Activity: Line by line, transcribe all of the entries exactly.

Input records:
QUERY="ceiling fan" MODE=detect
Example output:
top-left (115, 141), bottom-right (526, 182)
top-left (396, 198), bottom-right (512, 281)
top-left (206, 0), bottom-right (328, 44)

Result of the task:
QUERY="ceiling fan" MODE=detect
Example output:
top-left (115, 141), bottom-right (526, 182)
top-left (396, 198), bottom-right (512, 281)
top-left (206, 0), bottom-right (328, 44)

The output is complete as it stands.